» QUOTED PASSAGE
· · · ·

## **Q1:-**  
### **What is the difference between Ordinal Encoding and Label Encoding? Provide an example of when you might choose one over the other.**

### **Ans:-**

### **Ordinal Encoding is suitable when categorical variables have an inherent order or ranking. Label Encoding is appropriate when encoding target variables, especially for categorical variables with no inherent order.**

## **Q2:-**   
### **Explain how Target Guided Ordinal Encoding works and provide an example of when you might use it in a machine learning project.**

### **Ans:-**

### **The encoding process involves sorting the categories based on the mean of the target variable for each category and then assigning a numerical value to each category based on its rank. This encoding technique can be used in various machine learning tasks, such as regression, classification, and ranking problems**

## **Q3:-** 
### **Define covariance and explain why it is important in statistical analysis. How is covariance calculated?**

## **Ans:-**

### **Covariance is a statistical tool used to determine the relationship between the movements of two random variables. When two stocks tend to move together, they are seen as having a positive covariance; when they move inversely, the covariance is negative.**
### **∑(Xi-mean(X))(Yi-mean(y))/(n-1)**

## **Q4:-** 
### **For a dataset with the following categorical variables: Color (red, green, blue), Size (small, medium, large), and Material (wood, metal, plastic), perform label encoding using Python's scikit-learn library. Show your code and explain the output.**

### **Ans:-**

In [1]:
import pandas as pd
import numpy as np

In [2]:
df=pd.DataFrame({"Color" :["red","green","blue"],
    "Size":["small","medium","large"],
    "Material":["wood","metal","plastic"]})

· · · ·

Excerpts from point annotation data:
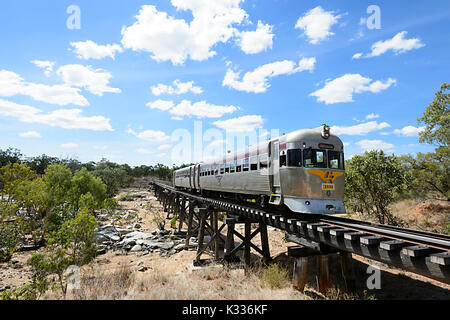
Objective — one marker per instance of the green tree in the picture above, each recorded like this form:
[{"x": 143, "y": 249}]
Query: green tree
[
  {"x": 113, "y": 178},
  {"x": 84, "y": 182},
  {"x": 372, "y": 182},
  {"x": 10, "y": 156},
  {"x": 437, "y": 119},
  {"x": 72, "y": 244},
  {"x": 11, "y": 177},
  {"x": 39, "y": 164}
]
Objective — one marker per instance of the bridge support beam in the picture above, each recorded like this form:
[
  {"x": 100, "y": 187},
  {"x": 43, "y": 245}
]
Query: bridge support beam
[
  {"x": 303, "y": 255},
  {"x": 247, "y": 245}
]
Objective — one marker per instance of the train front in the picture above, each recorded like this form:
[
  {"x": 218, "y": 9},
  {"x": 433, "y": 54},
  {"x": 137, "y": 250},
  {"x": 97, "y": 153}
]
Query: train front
[{"x": 312, "y": 174}]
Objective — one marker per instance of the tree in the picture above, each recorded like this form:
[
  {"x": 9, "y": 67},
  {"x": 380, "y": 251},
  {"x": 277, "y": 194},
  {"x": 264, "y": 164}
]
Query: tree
[
  {"x": 11, "y": 177},
  {"x": 429, "y": 173},
  {"x": 10, "y": 156},
  {"x": 372, "y": 182},
  {"x": 84, "y": 182},
  {"x": 113, "y": 178},
  {"x": 437, "y": 119},
  {"x": 72, "y": 244},
  {"x": 40, "y": 163}
]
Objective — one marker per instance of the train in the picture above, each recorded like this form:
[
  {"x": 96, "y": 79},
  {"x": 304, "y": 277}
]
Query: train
[{"x": 303, "y": 170}]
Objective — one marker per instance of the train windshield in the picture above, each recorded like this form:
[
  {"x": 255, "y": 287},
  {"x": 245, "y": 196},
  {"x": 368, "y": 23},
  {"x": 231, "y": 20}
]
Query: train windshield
[
  {"x": 314, "y": 158},
  {"x": 335, "y": 160}
]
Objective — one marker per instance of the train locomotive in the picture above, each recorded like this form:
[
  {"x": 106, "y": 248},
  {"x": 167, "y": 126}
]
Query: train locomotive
[{"x": 302, "y": 170}]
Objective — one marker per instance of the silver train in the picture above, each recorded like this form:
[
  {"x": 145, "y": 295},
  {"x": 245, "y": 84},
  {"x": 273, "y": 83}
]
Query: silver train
[{"x": 303, "y": 170}]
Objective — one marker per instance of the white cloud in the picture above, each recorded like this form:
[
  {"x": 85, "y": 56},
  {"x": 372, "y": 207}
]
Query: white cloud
[
  {"x": 144, "y": 151},
  {"x": 398, "y": 44},
  {"x": 95, "y": 81},
  {"x": 252, "y": 42},
  {"x": 368, "y": 145},
  {"x": 12, "y": 84},
  {"x": 359, "y": 129},
  {"x": 409, "y": 131},
  {"x": 164, "y": 147},
  {"x": 150, "y": 135},
  {"x": 91, "y": 50},
  {"x": 30, "y": 134},
  {"x": 241, "y": 124},
  {"x": 342, "y": 89},
  {"x": 257, "y": 80},
  {"x": 69, "y": 145},
  {"x": 317, "y": 24},
  {"x": 201, "y": 109},
  {"x": 177, "y": 88},
  {"x": 372, "y": 116},
  {"x": 175, "y": 40},
  {"x": 66, "y": 118},
  {"x": 47, "y": 65},
  {"x": 160, "y": 105}
]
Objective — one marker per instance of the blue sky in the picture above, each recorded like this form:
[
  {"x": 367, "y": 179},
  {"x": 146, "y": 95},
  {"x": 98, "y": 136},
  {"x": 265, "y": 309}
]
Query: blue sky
[{"x": 136, "y": 72}]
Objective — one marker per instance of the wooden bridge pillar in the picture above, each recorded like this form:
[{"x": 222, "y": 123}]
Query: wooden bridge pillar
[
  {"x": 212, "y": 228},
  {"x": 347, "y": 270},
  {"x": 247, "y": 245},
  {"x": 302, "y": 256}
]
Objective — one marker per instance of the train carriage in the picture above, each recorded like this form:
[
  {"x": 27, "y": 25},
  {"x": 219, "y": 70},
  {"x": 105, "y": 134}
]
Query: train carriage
[{"x": 303, "y": 170}]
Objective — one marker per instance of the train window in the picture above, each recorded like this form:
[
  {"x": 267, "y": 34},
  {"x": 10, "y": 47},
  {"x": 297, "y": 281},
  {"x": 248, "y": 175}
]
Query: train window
[
  {"x": 335, "y": 160},
  {"x": 246, "y": 164},
  {"x": 295, "y": 158},
  {"x": 283, "y": 159},
  {"x": 263, "y": 162},
  {"x": 253, "y": 163},
  {"x": 314, "y": 158}
]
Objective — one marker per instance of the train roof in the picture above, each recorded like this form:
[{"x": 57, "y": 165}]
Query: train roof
[{"x": 307, "y": 135}]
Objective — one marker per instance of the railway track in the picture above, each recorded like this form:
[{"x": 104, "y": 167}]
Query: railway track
[{"x": 418, "y": 251}]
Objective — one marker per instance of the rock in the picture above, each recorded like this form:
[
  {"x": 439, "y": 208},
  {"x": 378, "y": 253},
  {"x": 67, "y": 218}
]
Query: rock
[
  {"x": 101, "y": 251},
  {"x": 137, "y": 235},
  {"x": 142, "y": 269},
  {"x": 180, "y": 247},
  {"x": 136, "y": 248}
]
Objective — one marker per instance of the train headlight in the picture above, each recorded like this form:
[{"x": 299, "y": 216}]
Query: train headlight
[{"x": 325, "y": 131}]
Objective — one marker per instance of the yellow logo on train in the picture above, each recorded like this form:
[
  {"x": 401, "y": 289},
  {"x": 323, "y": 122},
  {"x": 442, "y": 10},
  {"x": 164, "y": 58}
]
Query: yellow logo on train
[{"x": 326, "y": 175}]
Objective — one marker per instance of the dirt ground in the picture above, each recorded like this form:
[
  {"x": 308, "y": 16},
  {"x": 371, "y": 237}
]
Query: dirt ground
[{"x": 126, "y": 275}]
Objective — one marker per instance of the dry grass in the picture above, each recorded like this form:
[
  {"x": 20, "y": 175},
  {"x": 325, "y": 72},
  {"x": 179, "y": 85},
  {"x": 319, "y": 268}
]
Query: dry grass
[
  {"x": 209, "y": 283},
  {"x": 429, "y": 215},
  {"x": 104, "y": 285}
]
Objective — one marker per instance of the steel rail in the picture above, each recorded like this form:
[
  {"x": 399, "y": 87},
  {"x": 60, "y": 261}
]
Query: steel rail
[
  {"x": 431, "y": 242},
  {"x": 424, "y": 238}
]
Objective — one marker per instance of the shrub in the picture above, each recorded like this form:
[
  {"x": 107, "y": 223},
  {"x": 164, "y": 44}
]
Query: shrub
[{"x": 275, "y": 276}]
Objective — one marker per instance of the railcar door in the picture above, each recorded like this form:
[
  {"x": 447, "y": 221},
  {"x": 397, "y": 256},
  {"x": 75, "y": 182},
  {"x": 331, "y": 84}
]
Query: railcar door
[
  {"x": 275, "y": 167},
  {"x": 197, "y": 177}
]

· · · ·

» YOUR INSTRUCTIONS
According to the notes on encoding and covariance, when is Ordinal Encoding suitable? These lines are separate material and have no connection to the text.

» RESULT OF THE TASK
Ordinal Encoding is suitable when categorical variables have an inherent order or ranking.